WHAT THE TASK ASKS:
Output all of the records exactly as written.

ENTRIES SHOWN:
_ _ _ _ _

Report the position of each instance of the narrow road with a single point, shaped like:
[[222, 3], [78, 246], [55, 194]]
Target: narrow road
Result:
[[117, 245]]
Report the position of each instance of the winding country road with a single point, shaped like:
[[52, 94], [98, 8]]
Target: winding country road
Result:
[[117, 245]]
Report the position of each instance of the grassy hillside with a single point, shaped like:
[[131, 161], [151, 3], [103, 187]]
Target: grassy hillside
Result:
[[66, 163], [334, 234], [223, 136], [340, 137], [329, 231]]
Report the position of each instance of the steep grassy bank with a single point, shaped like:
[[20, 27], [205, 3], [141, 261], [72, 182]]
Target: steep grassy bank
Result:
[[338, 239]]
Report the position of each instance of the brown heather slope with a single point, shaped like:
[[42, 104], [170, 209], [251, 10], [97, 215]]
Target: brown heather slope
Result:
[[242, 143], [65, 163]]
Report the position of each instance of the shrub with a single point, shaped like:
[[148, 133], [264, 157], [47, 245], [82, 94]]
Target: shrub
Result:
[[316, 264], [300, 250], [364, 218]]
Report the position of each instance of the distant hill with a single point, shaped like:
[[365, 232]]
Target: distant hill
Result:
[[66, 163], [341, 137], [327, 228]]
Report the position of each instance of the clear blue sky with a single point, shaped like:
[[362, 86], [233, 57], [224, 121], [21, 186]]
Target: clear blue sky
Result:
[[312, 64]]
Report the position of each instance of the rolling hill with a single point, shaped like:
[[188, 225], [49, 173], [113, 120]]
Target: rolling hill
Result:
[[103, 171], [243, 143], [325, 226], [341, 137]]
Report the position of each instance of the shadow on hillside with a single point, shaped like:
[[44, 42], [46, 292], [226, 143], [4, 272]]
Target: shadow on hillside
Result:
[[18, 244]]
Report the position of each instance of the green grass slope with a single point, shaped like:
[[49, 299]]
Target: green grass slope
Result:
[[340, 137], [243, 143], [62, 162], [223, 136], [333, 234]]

_ _ _ _ _

SOLUTION TO THE PROBLEM:
Report the position of each instance of the narrow road with a single point, shaped like:
[[222, 3], [78, 246], [55, 194]]
Target: narrow road
Result:
[[117, 245]]
Report the position of each instance of the winding country road with a single point, shaped like:
[[52, 94], [98, 8]]
Target: winding country road
Result:
[[117, 245]]
Report the position of each instance of the grassy hillside with a single point, shaped like:
[[131, 161], [151, 3], [103, 187]]
Target: grassy hillside
Result:
[[66, 163], [334, 234], [223, 136], [340, 137], [329, 231]]
Report the position of each instance of the steep grassy bank with a single point, shaped like:
[[20, 27], [205, 3], [141, 261], [72, 182]]
Target: steep grassy bank
Result:
[[338, 239]]
Report the position of each instance of the brown heather slope with a single point, shaped like:
[[42, 104], [170, 209], [251, 10], [97, 215]]
Target: brown heather slope
Result:
[[242, 143], [65, 163]]
Report the position of each instance of the shrub with a single point, shaped like:
[[148, 133], [264, 157], [47, 245], [82, 94]]
Target: shrub
Result:
[[316, 264], [300, 250], [364, 218]]
Report the position of each instance of the distant hill with a single point, shaped like:
[[365, 232]]
Target: distant hill
Result:
[[66, 163], [341, 137], [327, 228]]
Report the position of each instance of the clear blue sky with a single point, shaped like:
[[362, 86], [233, 57], [224, 121], [21, 186]]
Target: clear blue sky
Result:
[[312, 64]]
Report the position of each instance of the rolling hill with a single point, shaped like:
[[188, 225], [49, 173], [113, 120]]
Target: rolling hill
Result:
[[103, 171], [243, 143], [325, 226], [341, 137]]
Report the position of each instance of the shadow on hillside with a single point, shaped like:
[[44, 42], [46, 292], [226, 143], [4, 272]]
Target: shadow on hillside
Result:
[[18, 244]]
Report the position of each instance of the green grass slope with a single point, shaped like:
[[49, 299]]
Target: green grass slope
Result:
[[340, 137], [243, 143], [62, 162], [223, 136], [333, 234]]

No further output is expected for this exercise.